» Stated exercise
Return each line of the listing below that contains the string "player". Treat case as significant.

» Lines of data
------------

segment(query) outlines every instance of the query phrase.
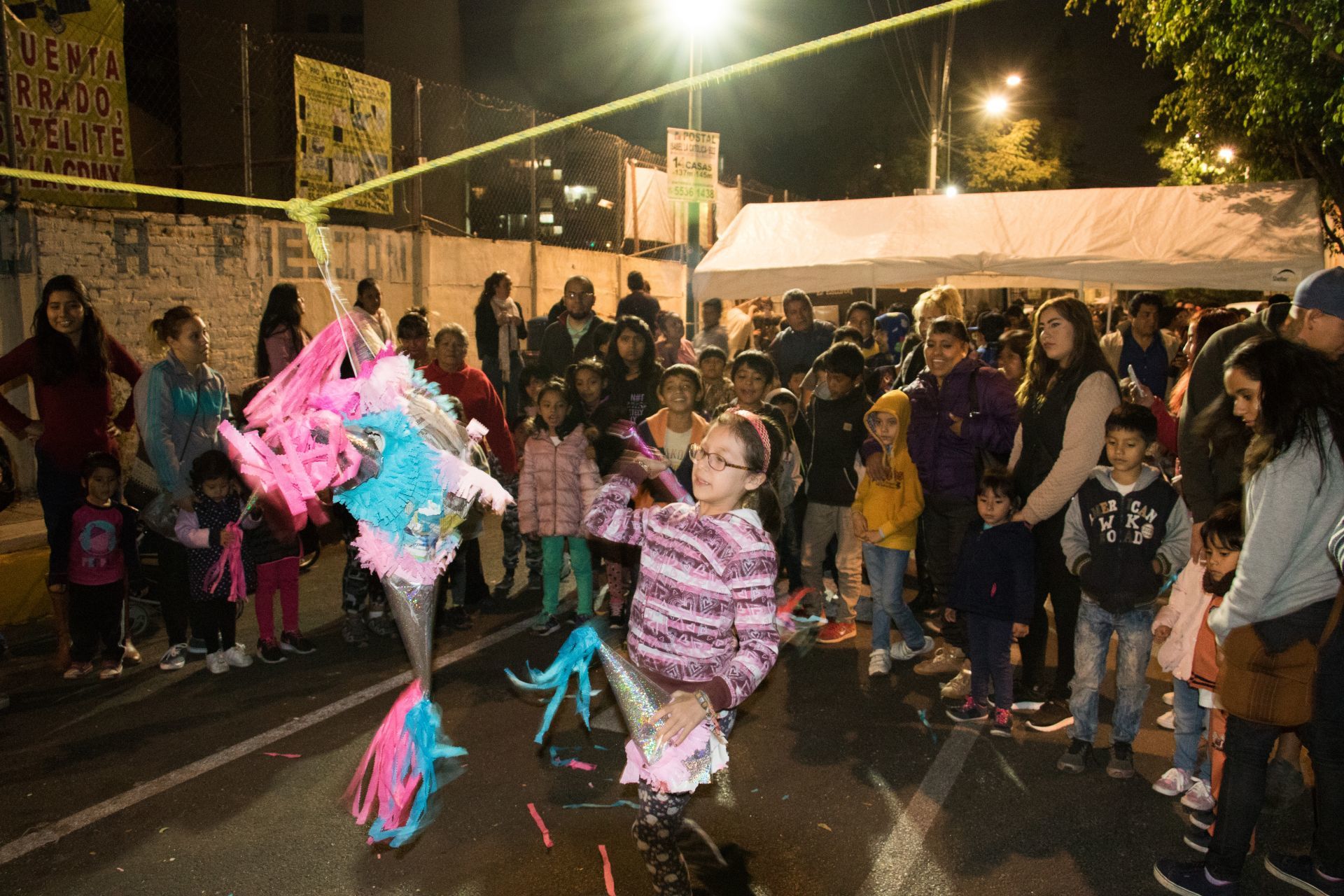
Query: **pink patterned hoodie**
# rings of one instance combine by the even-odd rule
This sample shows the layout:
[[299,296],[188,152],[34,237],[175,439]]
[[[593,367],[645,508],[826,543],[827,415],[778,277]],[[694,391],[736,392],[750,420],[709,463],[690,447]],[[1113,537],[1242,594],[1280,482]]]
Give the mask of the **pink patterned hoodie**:
[[737,707],[774,665],[774,545],[755,510],[700,516],[685,504],[632,510],[638,467],[613,476],[583,520],[607,541],[641,548],[630,609],[630,660],[669,690],[704,690]]

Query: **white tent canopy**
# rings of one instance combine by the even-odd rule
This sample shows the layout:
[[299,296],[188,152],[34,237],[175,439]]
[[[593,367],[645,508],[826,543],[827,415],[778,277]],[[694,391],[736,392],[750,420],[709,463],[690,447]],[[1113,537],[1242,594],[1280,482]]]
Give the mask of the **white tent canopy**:
[[1290,292],[1324,267],[1310,180],[745,206],[696,298],[1111,283]]

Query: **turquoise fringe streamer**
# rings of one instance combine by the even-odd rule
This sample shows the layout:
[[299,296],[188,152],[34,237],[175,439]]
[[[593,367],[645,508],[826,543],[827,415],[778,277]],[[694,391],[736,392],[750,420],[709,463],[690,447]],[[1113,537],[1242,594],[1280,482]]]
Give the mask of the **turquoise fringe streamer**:
[[546,715],[542,716],[542,727],[536,732],[536,743],[546,740],[546,732],[551,728],[551,721],[555,719],[555,713],[564,700],[570,676],[575,673],[579,677],[579,689],[574,697],[574,703],[579,716],[583,719],[583,727],[589,727],[589,701],[593,696],[593,689],[589,686],[589,666],[593,664],[593,654],[597,653],[601,643],[602,639],[598,638],[597,631],[590,626],[579,626],[574,630],[574,634],[564,639],[560,653],[555,657],[555,662],[547,666],[546,670],[538,672],[528,665],[527,674],[531,681],[523,681],[509,669],[504,670],[509,681],[519,688],[527,690],[555,690],[551,696],[551,703],[546,707]]

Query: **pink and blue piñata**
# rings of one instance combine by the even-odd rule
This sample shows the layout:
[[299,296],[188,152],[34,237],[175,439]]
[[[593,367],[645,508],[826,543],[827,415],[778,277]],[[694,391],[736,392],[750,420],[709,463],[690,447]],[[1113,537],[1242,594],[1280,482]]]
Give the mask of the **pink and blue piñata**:
[[[340,379],[349,356],[353,379]],[[434,763],[465,755],[441,732],[430,700],[434,584],[476,501],[500,512],[508,492],[470,463],[485,429],[450,404],[391,344],[376,353],[348,316],[323,329],[246,408],[247,431],[220,434],[239,473],[297,525],[325,519],[333,490],[359,523],[360,563],[382,578],[414,677],[368,746],[347,798],[370,842],[401,846],[430,821]]]

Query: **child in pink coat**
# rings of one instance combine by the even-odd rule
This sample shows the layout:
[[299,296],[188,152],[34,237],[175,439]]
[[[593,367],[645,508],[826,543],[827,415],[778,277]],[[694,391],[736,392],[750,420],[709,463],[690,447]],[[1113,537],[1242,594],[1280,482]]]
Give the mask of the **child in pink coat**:
[[579,590],[575,622],[593,617],[593,560],[583,536],[583,513],[597,497],[602,480],[587,453],[583,427],[570,412],[563,380],[551,380],[536,395],[539,412],[523,446],[517,486],[517,520],[523,535],[542,539],[542,615],[532,634],[560,627],[560,566],[570,543],[570,568]]

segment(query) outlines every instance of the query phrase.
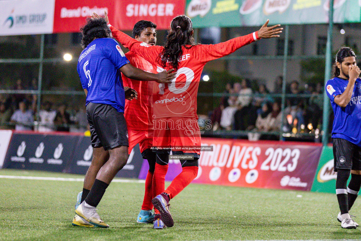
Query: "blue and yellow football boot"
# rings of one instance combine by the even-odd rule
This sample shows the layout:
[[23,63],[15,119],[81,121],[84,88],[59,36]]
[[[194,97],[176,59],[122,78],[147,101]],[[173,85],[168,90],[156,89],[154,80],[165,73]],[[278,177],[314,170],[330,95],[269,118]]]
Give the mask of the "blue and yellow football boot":
[[152,223],[154,220],[154,215],[151,210],[141,210],[136,218],[137,223]]

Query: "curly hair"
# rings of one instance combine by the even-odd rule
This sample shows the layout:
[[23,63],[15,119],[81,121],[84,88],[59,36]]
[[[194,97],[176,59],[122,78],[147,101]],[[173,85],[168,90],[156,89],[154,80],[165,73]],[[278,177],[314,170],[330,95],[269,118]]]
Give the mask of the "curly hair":
[[80,29],[83,35],[80,45],[83,48],[86,48],[95,38],[111,38],[112,32],[104,18],[87,18],[86,21],[85,25]]
[[356,55],[355,54],[355,52],[353,52],[352,49],[345,47],[342,47],[340,49],[336,54],[335,61],[332,66],[334,78],[339,76],[340,73],[340,69],[337,67],[336,63],[338,62],[342,64],[345,60],[345,58],[352,56],[356,57]]
[[183,52],[182,46],[189,49],[196,45],[192,35],[193,30],[192,21],[185,15],[177,16],[172,20],[170,28],[164,49],[160,54],[161,63],[163,68],[168,63],[175,69],[178,69],[178,59]]

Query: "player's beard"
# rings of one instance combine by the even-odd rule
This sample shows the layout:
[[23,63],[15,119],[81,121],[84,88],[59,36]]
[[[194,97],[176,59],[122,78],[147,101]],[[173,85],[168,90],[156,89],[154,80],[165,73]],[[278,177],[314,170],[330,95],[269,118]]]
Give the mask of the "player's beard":
[[341,71],[342,72],[342,73],[343,74],[343,75],[346,76],[346,78],[347,78],[348,79],[350,78],[349,76],[348,76],[348,74],[346,74],[346,73],[344,72],[343,68],[342,67],[340,69],[341,69]]

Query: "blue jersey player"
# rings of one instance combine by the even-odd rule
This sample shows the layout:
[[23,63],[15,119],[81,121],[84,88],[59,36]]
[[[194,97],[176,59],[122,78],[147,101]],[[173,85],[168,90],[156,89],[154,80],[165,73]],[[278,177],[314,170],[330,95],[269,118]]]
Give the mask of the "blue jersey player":
[[[125,93],[121,73],[136,80],[161,83],[170,83],[176,73],[170,73],[172,69],[155,74],[132,66],[118,43],[111,38],[104,18],[88,18],[81,30],[84,50],[79,57],[77,70],[87,96],[93,156],[73,224],[107,228],[96,208],[116,174],[126,163],[129,144],[124,116],[125,99],[136,96],[131,89]],[[78,196],[80,198],[81,194]]]
[[351,49],[343,47],[339,51],[334,71],[334,78],[327,82],[326,89],[335,115],[334,171],[337,172],[336,191],[340,211],[337,220],[342,228],[356,228],[358,224],[349,211],[361,187],[361,70]]

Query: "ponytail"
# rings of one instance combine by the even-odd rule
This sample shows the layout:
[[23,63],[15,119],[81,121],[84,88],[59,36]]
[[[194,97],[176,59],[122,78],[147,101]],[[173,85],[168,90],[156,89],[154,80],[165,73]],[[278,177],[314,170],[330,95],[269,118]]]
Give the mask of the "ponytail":
[[182,46],[190,45],[189,47],[184,46],[186,48],[190,48],[195,45],[192,35],[193,30],[192,21],[185,15],[177,16],[172,20],[170,29],[164,49],[160,55],[160,63],[163,68],[165,68],[168,64],[177,70],[178,59],[183,53]]

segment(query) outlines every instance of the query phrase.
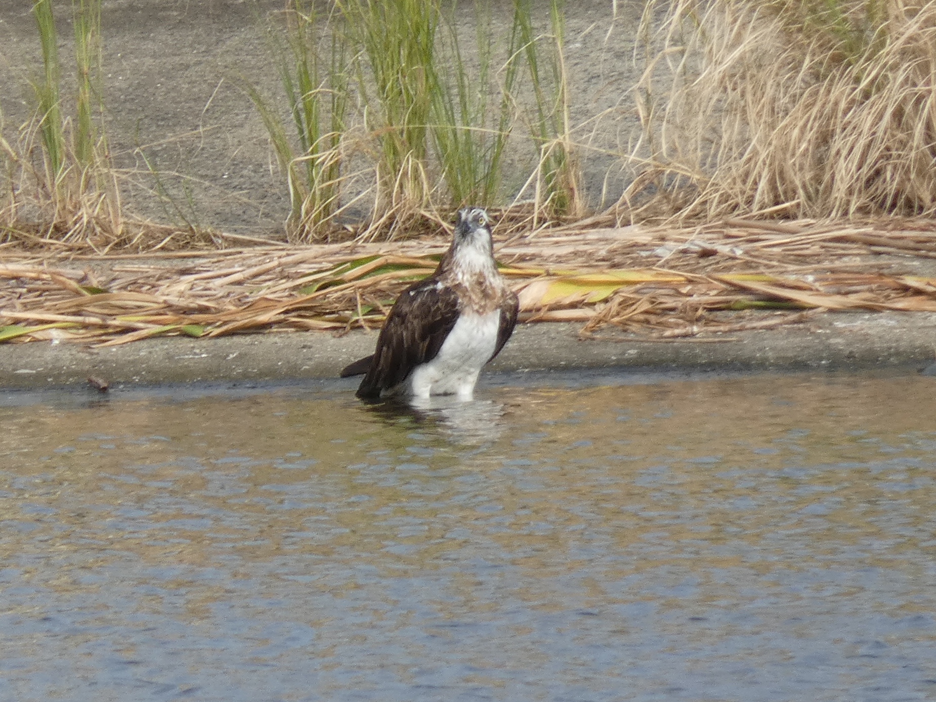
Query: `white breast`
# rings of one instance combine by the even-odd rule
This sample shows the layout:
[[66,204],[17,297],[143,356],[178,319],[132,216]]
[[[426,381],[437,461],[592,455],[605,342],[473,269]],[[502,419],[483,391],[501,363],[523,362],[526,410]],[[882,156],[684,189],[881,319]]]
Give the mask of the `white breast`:
[[500,324],[500,310],[460,316],[438,355],[413,371],[410,392],[420,398],[457,394],[471,400],[482,366],[494,355]]

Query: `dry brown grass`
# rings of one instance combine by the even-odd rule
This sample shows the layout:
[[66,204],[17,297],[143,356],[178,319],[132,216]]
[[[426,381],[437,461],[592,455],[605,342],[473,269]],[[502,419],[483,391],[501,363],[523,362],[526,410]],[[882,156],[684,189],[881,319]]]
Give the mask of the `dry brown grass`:
[[[664,341],[795,324],[819,310],[936,312],[936,279],[885,274],[870,256],[936,257],[932,227],[905,224],[883,236],[872,226],[732,220],[499,239],[521,319],[578,321],[585,335],[612,326]],[[7,250],[0,341],[113,345],[163,334],[376,329],[442,252],[437,240],[104,259]]]
[[936,3],[678,0],[636,95],[640,218],[936,212]]

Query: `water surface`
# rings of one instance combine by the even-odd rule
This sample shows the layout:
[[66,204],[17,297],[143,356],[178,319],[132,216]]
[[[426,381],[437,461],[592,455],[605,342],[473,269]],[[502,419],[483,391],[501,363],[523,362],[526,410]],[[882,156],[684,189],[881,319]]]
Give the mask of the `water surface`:
[[7,402],[0,699],[936,698],[934,382]]

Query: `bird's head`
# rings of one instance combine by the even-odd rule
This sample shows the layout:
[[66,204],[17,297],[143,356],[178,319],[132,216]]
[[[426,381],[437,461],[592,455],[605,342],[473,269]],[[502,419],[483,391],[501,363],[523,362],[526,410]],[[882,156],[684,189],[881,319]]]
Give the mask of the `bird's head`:
[[488,223],[490,217],[480,207],[464,207],[459,210],[455,222],[455,246],[476,248],[490,254],[493,241]]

------------

» Problem solution
Query: "player's beard"
Give the mask of the "player's beard":
Query: "blue jersey player"
Give the mask of the "blue jersey player":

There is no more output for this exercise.